------ Text ------
What is Cognitive Artificial Intelligence?
brennon williams
With so much media at present using the term “Artificial Intelligence” (AI), I wanted to provide a brief overview of what is meant by the term “Cognitive Artificial Intelligence” (COG).
AI is being used as a catch-all phrase for any software system that performs a function deemed to be clever.
Phrases such as “learning” or “understanding” are often coupled within the same information, although the truth is most often a little less glossy and not entirely consistent with what we as humans may normally refer to as learning or understanding.
Deep Learning.
You may have heard of “Deep Learning”. Deep Learning is actually another catch-all phrase relating to a collection of algorithms. It is commonly associated with actions that require some form of pattern matching and usually with very large volumes of data. Through the application of these various algorithms, Deep Learning processes have rapidly improved the reliability and resolution of the actions that implement it.
Speech recognition is one such example. The improvements in accuracy were so dramatic when Deep Learning methods were applied, that some companies reported as much as a 60% overnight improvement in accuracy.
Xuedong Huang, Microsoft's Chief Speech Scientist recently stated that their system is almost on par with human level speech recognition. A truly amazing achievement.
This is where things get a little murky though.
------
• _Problem statement_
Update the cognitive AI article from the words containing "brennon williams" through "learning or understanding.", swapping "glossy" for "polished". The lines have nothing to do with this.
------ Data ------
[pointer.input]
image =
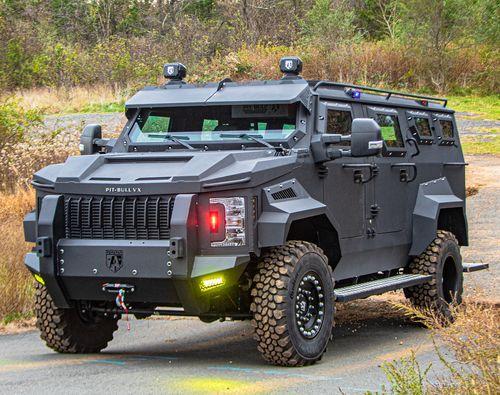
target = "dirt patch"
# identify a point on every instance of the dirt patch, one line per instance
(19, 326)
------
------ Data ------
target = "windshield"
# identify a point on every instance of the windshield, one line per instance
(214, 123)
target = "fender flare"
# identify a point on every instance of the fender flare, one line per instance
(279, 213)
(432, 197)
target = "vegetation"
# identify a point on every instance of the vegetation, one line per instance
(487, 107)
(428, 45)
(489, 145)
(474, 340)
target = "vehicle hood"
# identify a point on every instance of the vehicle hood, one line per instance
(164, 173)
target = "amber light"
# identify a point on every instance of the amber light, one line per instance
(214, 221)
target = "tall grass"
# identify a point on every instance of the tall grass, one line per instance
------
• _Exercise response_
brennon williams
With so much media at present using the term “Artificial Intelligence” (AI), I wanted to provide a brief overview of what is meant by the term “Cognitive Artificial Intelligence” (COG).
AI is being used as a catch-all phrase for any software system that performs a function deemed to be clever.
Phrases such as “learning” or “understanding” are often coupled within the same information, although the truth is most often a little less polished and not entirely consistent with what we as humans may normally refer to as learning or understanding.